- What you need to do
List every detail that the workshop announcement asks bursary applicants to provide.

- Text block
++++++++++
Registration is now open for the second Digital Approaches to the History of Science Workshop, which will take place at the History Faculty, University of Oxford, on 23 March 2018 (9:30 to 17:00).
Confirmed speakers include:
- Richard Dunn: the Board of Longitude Project
- Christy Henshaw: the Wellcome Collection
- Miranda Lewis, Howard Hotson, Arno Bosse: Cultures of Knowledge
- Robert McNamee: Electronic Enlightenment Project
- Tobias Schweizer, Sepideh Alassi: Bernoulli-Euler Online (BEOL)
- Sally Shuttleworth: Diseases of Modern Life or Constructing Scientific Communities
- with lightning talks by Grant Miller and Yelda Nasifoglu
The event is free but due to limited space, registration is required; see the Eventbrite page for more information.
We are offering modest travel bursaries within the UK to enable students and early career researchers (up to 3 years beyond the award of most recent degree) to attend. If you would like to apply for a bursary, please contact co-organizer Yelda Nasifoglu on [email protected], providing:
- Your name
- Your institution
- Your level of study/year of award of most recent degree
- Travelling from
- Estimate of travel cost
About this Workshop Series
Visualizing networks of correspondence, mapping intellectual geographies, mining textual corpora: many modes of digital scholarship have special relevance to the problems and methods of the history of science, and the last few years have seen the launch of a number of new platforms and projects in this area. With contributions from projects from the UK and elsewhere in Europe, these two workshops will be an opportunity to share ideas, to reflect on what is being achieved and to consider what might be done next.
++++++++++
- Raw data
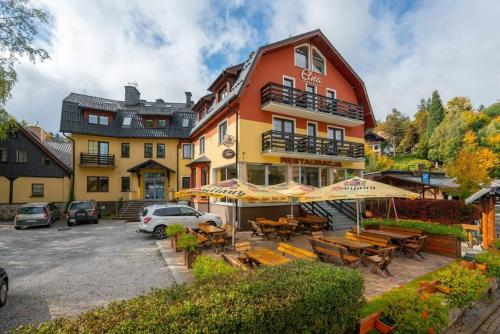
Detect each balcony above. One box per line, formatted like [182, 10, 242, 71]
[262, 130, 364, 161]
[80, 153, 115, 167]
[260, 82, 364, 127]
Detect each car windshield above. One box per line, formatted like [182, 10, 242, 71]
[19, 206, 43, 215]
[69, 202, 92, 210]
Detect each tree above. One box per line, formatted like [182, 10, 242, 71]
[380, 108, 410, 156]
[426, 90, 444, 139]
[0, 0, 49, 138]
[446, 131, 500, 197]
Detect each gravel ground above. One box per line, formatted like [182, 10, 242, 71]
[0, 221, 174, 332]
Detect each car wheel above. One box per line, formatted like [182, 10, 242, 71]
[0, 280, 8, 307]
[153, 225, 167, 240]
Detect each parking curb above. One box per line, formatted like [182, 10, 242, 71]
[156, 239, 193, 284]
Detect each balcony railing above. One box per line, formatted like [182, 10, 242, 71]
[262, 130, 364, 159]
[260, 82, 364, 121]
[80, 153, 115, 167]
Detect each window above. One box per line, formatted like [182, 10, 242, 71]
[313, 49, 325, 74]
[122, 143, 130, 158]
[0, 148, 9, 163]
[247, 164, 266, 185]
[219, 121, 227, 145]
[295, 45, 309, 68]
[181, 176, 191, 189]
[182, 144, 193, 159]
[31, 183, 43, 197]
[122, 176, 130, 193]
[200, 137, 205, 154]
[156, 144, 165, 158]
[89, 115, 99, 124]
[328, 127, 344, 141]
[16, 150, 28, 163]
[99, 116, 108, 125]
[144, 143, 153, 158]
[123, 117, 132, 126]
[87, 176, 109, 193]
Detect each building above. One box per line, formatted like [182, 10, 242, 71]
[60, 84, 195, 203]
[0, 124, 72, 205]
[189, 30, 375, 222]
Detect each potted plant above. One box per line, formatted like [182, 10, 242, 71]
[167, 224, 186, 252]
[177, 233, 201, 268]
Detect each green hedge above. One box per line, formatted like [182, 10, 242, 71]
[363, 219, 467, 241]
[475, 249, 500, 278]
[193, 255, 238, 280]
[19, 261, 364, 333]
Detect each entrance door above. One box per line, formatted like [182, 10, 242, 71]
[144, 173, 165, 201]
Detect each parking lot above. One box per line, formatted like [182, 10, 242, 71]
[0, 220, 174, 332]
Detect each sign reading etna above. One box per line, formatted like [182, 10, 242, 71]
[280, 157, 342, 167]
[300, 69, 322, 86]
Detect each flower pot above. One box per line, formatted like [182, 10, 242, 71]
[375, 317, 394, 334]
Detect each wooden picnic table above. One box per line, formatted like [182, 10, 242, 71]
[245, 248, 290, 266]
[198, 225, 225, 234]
++++++++++
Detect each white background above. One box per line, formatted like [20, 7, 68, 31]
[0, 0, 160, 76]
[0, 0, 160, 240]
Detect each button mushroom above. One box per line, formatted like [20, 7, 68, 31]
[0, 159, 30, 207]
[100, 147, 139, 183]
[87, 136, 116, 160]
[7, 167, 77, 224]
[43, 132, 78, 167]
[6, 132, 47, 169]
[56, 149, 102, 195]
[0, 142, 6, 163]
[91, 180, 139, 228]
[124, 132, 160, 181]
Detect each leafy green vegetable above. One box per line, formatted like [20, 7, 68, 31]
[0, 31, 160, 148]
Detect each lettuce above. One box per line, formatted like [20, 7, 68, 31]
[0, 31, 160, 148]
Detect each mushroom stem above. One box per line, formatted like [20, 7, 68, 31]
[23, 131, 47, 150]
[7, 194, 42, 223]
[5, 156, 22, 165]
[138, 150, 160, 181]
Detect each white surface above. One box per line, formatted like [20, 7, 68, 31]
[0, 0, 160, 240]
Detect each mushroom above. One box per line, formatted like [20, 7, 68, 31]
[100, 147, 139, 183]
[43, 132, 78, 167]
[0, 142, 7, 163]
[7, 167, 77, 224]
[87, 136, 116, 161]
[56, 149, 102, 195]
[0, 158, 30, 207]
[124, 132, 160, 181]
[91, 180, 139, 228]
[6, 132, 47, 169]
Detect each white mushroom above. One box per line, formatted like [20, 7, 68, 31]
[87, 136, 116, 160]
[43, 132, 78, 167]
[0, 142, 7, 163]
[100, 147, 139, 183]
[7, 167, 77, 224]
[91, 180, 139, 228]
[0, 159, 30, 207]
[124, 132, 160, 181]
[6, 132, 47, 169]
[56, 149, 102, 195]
++++++++++
- Problem solution
- Your name
- Your institution
- Your level of study/year of award of most recent degree
- Travelling from
- Estimate of travel cost